Reproduce verbatim the lines from the one containing "of the asphalt" through the end of the entries, including both ends.

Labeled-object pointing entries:
- - -

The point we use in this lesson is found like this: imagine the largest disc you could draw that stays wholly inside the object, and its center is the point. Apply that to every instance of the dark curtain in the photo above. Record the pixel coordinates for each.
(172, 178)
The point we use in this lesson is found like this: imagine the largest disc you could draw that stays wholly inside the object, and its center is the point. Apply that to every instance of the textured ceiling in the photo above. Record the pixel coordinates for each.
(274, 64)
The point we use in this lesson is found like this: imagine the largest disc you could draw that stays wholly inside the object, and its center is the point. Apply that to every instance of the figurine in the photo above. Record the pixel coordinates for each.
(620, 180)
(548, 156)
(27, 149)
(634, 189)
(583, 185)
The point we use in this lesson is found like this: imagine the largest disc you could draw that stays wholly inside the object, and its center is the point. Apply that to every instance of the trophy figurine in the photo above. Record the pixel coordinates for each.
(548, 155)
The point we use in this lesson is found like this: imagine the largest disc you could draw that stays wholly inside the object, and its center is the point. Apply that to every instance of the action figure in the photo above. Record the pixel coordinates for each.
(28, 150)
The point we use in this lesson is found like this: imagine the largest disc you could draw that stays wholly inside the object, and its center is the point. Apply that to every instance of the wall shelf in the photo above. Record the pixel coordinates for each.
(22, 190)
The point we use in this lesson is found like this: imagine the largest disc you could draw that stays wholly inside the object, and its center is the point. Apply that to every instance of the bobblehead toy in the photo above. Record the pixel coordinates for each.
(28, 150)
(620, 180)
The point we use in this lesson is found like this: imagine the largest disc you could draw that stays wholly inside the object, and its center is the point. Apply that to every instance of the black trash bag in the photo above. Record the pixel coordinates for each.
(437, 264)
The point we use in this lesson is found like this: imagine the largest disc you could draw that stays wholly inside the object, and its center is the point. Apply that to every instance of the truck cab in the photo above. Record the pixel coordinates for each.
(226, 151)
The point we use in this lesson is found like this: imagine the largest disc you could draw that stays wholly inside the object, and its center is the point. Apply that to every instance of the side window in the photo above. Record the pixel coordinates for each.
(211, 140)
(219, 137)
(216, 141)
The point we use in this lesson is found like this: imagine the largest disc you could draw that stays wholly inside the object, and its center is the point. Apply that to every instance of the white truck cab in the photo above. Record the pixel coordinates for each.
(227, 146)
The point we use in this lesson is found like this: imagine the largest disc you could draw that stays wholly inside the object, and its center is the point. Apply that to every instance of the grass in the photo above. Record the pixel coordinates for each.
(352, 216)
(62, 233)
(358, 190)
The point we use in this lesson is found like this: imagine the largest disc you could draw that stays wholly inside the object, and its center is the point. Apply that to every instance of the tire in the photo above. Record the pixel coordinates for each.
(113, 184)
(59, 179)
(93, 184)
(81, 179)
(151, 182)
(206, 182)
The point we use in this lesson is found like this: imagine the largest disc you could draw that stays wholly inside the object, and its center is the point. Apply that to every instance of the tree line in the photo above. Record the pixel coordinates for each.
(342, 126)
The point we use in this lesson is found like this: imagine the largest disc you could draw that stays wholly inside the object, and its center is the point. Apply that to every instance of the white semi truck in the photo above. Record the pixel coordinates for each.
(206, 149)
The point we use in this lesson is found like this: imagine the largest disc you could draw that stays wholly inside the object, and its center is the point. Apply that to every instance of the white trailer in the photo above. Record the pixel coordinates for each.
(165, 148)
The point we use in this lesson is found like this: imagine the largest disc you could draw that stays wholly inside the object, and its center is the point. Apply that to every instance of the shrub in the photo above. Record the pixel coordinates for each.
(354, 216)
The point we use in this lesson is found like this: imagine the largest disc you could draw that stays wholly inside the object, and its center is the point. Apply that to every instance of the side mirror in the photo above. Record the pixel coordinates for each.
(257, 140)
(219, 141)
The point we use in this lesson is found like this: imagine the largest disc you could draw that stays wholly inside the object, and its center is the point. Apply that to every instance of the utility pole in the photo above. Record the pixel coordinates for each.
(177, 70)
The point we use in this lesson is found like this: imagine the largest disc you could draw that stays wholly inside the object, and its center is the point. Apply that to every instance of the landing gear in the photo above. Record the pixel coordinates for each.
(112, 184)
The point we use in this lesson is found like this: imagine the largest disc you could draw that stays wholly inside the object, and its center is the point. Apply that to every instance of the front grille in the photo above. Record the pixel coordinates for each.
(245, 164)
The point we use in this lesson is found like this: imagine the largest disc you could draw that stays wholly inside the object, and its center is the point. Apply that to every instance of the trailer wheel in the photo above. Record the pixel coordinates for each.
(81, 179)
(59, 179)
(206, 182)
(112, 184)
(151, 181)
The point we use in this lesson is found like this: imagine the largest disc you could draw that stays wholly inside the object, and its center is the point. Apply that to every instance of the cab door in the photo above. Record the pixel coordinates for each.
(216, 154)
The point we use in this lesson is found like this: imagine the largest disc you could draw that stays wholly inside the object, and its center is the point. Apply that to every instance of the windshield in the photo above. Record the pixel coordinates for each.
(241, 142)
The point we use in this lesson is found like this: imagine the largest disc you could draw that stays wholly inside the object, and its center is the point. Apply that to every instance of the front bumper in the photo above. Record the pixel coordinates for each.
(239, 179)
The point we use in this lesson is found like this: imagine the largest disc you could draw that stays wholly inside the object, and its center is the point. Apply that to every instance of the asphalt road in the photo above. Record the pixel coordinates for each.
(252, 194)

- - -

(Answer for the task)
The point we use in this lesson is found like this: imagine the largest disc you could draw that stays wholly inside the object, and its center is the point. Apply that to every instance of the asphalt road in the photo above. Record the pixel coordinates for each.
(252, 194)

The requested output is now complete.